* _Excerpt provided_
=-=-=-=-=

Description

Despite its relatively low incidence SCI represents a devastating chronic condition for which there is still no cure or consistent approach for intervention. Cervical SCI tremendously affects the quality of life since the use of the upper extremities is critical for completing basic activities of daily living. Extensive research conducted on SCI animal models and humans has revealed that cortical and subcortical reorganization (ie., remote plasticity) takes place after SCI and it is associated with recovery of sensorimotor function (in humans the relevance of these aspect has been mainly emphasised in incomplete SCI). Current rehabilitation after traumatic SCI mainly consists of intensive training of lost/impaired function that is assumed to augment activity-dependent plasticity of spared circuits and thus, leading to functional improvements. Recently, neuromodulatory interventions targeting the sensorimotor systems at various levels has been applied in humans with SCI in combination with training to enhance functional recovery. Neurological rehabilitation of SCI can also benefit of cognitive training based on MI, that enables active stimulation of brain motor areas promoting brain plasticity associated with positive effects on motor performance. In the effort of encouraging the top-down contribution of supraspinal sensorimotor signaling in SCI rehabilitation, the BCI technology may provide for fundamental tools not only for restoring but even recovering sensorimotor function. The long history of BCI research in SCIs has been substantially devoted to develop systems to control external devices to restore function. However, recent findings indicate that non invasive BCI training in combination with intensive rehabilitation can be beneficial to chronic SCI patients for gait, as well as arm function recovery. The current study relies on the hypothesis that monitoring and modulating brain plasticity occurring as a consequence of a SCI is a key factor in shaping clinically valuable top-down rehabilitation strategies that target the recovery of sensorimotor function in patients with SCI. To ground such vision, the researchers will use a goal-oriented action imagery training which is controlled and objectified by a BCI as a means to engage sensorimotor system and thus to facilitate neuroplasticity and optimize functional recovery in SCI during the subacute phase in which brain and spinal plasticity is at its climax.

=-=-=-=-=

* _Given information_
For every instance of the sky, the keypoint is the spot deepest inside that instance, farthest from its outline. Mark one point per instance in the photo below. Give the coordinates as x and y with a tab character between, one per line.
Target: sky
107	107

=-=-=-=-=

* _Instructions_
(a) Answer these three questions about the spinal cord injury description, one per line, labeled (i), (ii) and (iii):
(i) According to the description, why does cervical SCI tremendously affect quality of life?
(ii) In humans, in what kind of SCI has the relevance of remote plasticity mainly been emphasized?
(iii) During which phase of SCI will the researchers use the goal-oriented action imagery training?
(b) List every all-capital acronym that appears in the spinal cord injury description.
(c) Continue the spinal cord injury description from its final sentence.

* _Task results_
(a)
(i) The use of the upper extremities is critical for completing basic activities of daily living.
(ii) Incomplete SCI.
(iii) The subacute phase, in which brain and spinal plasticity is at its climax.

(b) SCI, MI, BCI

(c)
In this study researchers will test the superiority of a BCI-assisted MI training (up to 12 weeks duration) with respect to MI practiced without BCI feedback (similar training setting and duration) to promote recovery of sensorimotor functions in traumatic cervical SCI subjects. The main hypothesis is that establishing a real-time contingency between the content of MI and an ecological feedback specifically designed to train MI in SCI patients will boost the effect of MI training in engaging the sensorimotor system. Primary and secondary outcome measures (reported in the dedicated section) include the most commonly used clinical and functional scales to assess SCI patients recovery. Neurophysiological and Neuroimaging outcomes are reported as other outcome measures in the dedicated session. Neuropsychological evaluation will include Test of Attentional Performance (TAP), Stroop Test, Trail Making Test (TMT), assessment of depression and anxiety; body ownership and representation. Furthermore, motivation, satisfaction, workload and usability will be evaluated along training.